* _Extract provided_:

- - -

Shodor > CSERD > Resources > Tutorials > Parallel Speedup Tutorial

  


Speedup (and efficiency)

"You're either workin', or talkin'."

Definition of Speedup

The speedup of a parallel code is how much faster it runs in parallel. If the time it takes to run a code on 1 processors is T1 and the time it takes to run the same code on N processors is TN, then the speedup is given by

S = T1 / TN.

This can depend on many things, but primarily depends on the ratio of the amount of time your code spends communicating to the amount of time it spends computing.

Definition of Efficiency

Efficiency is a measure of how much of your available processing power is being used. The simplest way to think of it is as the speedup per processor. This is equivalent to defining efficiency as the time to run N models on N processors to the time to run 1 model on 1 processor.

E = S/N = T1 / (N TN)

This gives a more accurate measure of the true efficiency of a parallel program than CPU usage, as it takes into account redundant calculations as well as idle time.

Factors that affect speedup

The primary issue with speedup is the communication to computation ratio. To get a higher speedup, you can

  • Communicate less
  • Compute more
  • Make connections faster
  • Communicate faster

The amount of time the computer requires to make a connection to another computer is referred to as its latency, and the rate at which data can be transferred is the bandwidth. Both can have an impact on the speedup of a parallel code.

Collective communication can also help speed up your code. As an example, imagine you are trying to tell a number of people about a party. One method would be to tell each person individually, another would be to tell people to "spread the word". Collective communication refers to improving communication speed by having any node with the information being sent participate in sending the information to other nodes. Not all protocols allow for collective communication, and even protocols which do may not require a vendor to implement collective communication. An example is the broadcast routine in MPI. Many vendor specific versions of MPI allow for broadcast routines which use a "tree" method of communications. The more common implementation found on most clusters, LAM-MPI and MPICH, simply have the sending machine contact each receiving machine in turn.

- - -

* _Position identification records_:
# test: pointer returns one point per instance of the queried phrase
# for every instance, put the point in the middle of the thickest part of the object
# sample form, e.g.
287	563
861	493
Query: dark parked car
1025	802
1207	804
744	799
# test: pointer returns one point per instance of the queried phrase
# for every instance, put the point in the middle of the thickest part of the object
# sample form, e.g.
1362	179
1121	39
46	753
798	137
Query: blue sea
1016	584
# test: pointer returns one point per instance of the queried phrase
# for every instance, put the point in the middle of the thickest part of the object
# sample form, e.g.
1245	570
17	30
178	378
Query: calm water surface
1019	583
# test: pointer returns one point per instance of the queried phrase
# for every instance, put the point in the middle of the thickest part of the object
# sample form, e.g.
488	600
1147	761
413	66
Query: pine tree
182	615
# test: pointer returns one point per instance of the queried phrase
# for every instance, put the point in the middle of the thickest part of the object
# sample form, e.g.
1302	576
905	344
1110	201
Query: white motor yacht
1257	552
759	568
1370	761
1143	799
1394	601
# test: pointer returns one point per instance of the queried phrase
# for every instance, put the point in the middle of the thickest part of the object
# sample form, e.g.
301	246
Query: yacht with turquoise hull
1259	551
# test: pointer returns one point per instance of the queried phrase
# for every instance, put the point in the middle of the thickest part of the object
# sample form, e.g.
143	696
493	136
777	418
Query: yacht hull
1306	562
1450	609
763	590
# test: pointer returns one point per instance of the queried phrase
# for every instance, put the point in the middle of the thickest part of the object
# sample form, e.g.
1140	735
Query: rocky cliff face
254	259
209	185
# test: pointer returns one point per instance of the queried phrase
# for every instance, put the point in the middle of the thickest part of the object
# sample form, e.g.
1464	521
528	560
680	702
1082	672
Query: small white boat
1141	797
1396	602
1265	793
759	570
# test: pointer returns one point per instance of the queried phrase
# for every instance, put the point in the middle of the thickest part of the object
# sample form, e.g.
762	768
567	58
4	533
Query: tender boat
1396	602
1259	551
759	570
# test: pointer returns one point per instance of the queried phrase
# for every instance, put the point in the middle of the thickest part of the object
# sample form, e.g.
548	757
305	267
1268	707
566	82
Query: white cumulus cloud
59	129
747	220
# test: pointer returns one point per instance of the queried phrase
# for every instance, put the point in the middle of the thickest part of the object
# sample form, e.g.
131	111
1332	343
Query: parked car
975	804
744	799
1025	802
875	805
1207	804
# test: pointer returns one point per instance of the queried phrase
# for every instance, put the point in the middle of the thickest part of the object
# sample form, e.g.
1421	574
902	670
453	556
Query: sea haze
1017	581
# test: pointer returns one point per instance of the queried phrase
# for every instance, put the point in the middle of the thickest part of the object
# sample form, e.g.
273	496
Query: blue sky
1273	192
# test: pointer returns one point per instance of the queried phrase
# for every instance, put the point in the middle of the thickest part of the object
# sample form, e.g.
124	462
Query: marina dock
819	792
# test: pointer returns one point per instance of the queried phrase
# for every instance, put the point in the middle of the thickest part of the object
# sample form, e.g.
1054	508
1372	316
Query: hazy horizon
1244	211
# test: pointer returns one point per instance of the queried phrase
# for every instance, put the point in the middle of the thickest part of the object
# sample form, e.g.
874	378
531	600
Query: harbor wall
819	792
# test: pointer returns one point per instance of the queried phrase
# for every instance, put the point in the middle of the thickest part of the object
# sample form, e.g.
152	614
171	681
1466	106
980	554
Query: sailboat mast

- - -

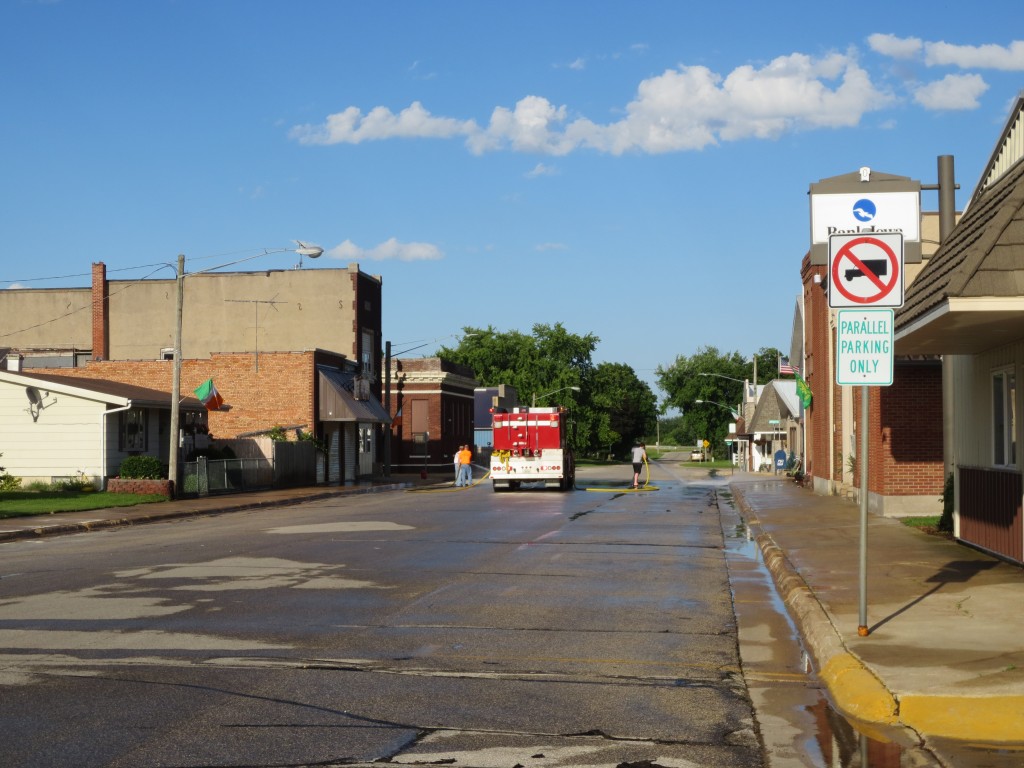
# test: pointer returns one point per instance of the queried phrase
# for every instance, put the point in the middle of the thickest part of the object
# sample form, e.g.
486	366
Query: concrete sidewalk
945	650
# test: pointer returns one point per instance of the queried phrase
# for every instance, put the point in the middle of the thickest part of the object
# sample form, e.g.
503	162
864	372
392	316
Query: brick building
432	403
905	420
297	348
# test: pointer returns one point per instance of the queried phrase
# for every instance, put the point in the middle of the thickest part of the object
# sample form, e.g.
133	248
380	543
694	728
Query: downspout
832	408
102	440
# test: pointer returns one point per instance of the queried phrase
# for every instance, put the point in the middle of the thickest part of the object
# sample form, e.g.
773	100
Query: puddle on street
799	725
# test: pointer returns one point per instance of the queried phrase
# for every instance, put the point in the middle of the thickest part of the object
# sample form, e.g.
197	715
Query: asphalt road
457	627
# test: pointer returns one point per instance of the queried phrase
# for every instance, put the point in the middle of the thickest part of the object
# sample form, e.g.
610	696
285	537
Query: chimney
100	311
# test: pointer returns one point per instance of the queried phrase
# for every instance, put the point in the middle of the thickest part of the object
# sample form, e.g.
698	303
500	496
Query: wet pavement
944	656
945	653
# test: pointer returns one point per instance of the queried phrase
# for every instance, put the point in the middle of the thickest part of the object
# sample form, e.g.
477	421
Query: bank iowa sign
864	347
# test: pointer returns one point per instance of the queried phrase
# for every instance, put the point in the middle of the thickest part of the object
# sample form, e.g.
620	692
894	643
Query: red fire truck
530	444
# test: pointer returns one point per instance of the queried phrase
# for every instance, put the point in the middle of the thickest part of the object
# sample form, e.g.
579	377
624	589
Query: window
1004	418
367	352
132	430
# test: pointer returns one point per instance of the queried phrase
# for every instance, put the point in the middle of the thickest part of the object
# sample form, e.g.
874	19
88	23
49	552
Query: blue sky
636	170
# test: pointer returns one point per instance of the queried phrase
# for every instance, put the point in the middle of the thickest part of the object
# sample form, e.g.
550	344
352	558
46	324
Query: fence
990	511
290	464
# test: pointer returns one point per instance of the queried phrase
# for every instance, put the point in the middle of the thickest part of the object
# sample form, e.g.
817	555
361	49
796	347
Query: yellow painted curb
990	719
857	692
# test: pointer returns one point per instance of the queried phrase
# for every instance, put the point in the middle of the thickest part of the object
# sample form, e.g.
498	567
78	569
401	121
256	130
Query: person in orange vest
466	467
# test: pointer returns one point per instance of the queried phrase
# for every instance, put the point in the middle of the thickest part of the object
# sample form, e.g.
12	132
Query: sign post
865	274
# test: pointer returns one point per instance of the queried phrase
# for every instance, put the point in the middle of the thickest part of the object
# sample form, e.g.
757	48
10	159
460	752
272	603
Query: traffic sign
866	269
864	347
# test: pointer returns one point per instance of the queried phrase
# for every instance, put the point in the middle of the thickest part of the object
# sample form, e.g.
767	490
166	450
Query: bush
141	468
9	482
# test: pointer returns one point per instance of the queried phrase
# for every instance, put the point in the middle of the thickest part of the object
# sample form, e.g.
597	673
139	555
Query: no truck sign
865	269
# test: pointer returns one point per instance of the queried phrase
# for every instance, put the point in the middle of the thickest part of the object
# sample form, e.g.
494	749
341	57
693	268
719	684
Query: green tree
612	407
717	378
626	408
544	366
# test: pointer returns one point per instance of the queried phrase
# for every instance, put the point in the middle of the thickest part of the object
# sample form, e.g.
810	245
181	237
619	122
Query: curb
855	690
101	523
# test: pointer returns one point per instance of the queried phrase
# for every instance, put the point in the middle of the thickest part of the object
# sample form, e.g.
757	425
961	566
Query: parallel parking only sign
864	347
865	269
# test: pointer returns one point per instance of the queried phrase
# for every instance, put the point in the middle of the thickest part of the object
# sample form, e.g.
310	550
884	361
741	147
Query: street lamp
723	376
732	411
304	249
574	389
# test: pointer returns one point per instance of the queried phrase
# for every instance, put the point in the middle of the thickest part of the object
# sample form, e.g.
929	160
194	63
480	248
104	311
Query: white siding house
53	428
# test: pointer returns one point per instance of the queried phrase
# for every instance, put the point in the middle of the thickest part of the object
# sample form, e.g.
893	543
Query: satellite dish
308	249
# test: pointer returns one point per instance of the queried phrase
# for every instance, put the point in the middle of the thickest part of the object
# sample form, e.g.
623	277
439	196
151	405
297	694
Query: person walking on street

- - -

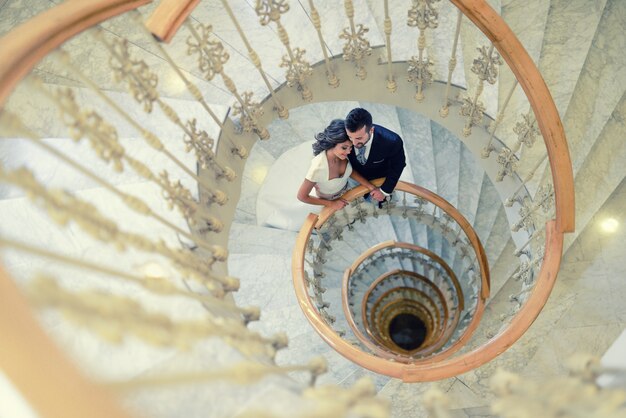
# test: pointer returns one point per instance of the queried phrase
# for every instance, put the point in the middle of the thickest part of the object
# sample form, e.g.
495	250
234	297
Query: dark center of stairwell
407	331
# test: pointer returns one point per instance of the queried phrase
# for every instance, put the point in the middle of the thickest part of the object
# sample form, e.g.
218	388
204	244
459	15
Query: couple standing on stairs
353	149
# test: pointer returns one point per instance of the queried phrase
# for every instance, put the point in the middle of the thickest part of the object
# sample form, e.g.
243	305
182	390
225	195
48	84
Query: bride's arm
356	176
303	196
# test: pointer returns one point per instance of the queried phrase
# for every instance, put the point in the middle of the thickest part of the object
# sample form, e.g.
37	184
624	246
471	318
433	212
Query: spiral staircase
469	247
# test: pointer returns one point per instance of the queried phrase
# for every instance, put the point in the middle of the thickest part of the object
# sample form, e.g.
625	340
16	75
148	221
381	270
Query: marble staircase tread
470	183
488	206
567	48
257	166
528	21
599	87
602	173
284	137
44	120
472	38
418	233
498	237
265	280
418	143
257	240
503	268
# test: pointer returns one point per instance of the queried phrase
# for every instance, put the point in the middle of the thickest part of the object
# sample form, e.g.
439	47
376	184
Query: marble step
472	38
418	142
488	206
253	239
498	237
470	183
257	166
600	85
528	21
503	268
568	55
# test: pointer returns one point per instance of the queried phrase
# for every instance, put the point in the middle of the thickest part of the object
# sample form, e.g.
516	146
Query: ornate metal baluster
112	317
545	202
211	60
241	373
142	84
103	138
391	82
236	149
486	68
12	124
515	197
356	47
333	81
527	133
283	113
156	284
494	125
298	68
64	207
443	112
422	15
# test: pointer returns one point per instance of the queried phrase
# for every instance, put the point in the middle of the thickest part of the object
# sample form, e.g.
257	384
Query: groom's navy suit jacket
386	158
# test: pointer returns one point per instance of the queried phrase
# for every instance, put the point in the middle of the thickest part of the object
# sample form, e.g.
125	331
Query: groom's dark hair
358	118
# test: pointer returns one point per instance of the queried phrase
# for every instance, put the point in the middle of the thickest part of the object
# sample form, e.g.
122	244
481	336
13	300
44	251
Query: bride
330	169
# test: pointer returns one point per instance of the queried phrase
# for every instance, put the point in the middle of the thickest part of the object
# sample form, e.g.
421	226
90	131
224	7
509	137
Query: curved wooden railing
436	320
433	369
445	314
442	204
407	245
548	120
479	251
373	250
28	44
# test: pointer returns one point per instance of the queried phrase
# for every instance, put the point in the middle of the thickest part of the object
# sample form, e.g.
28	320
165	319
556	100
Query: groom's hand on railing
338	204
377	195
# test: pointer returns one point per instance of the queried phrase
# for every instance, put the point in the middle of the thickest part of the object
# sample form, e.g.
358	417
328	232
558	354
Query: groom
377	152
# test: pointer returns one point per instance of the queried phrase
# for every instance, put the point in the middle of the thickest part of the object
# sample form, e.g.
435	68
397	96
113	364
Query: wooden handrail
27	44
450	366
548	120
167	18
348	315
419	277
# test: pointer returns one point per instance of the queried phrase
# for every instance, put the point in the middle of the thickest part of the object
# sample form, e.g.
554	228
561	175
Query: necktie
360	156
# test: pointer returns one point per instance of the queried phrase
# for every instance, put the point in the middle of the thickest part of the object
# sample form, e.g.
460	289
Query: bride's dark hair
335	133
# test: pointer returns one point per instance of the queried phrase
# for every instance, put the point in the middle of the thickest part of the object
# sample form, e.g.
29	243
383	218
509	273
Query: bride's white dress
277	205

- - -

* _Exercise requirements_:
A – Answer these questions using the speedup tutorial:
(i) What term names the time a computer needs to make a connection to another computer?
(ii) Which MPI routine is offered as an example of collective communication?
(iii) What is the simplest way to think of efficiency?
B – Select each line of the records that contains the string "groom". Match it with case taken into account.

* _Set of answers_:
A –
(i) Latency.
(ii) The broadcast routine.
(iii) As the speedup per processor.

B –
Query: groom's navy suit jacket
Query: groom's dark hair
Query: groom's hand on railing
Query: groom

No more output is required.